**Data excerpts**
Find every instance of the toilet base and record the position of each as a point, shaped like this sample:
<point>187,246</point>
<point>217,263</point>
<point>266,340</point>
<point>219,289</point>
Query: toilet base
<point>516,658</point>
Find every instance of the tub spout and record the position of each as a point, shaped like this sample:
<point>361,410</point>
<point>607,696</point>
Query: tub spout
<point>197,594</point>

**What you should do**
Give an exact repetition of all the material.

**Written response**
Find every instance of the toilet base and record the position of each as a point, shaped like this sample:
<point>187,246</point>
<point>217,263</point>
<point>266,340</point>
<point>219,289</point>
Query: toilet base
<point>516,658</point>
Find every instance of the tub spout and record the position of each as a point, shaped like this sample:
<point>361,410</point>
<point>607,696</point>
Query: tub spout
<point>197,594</point>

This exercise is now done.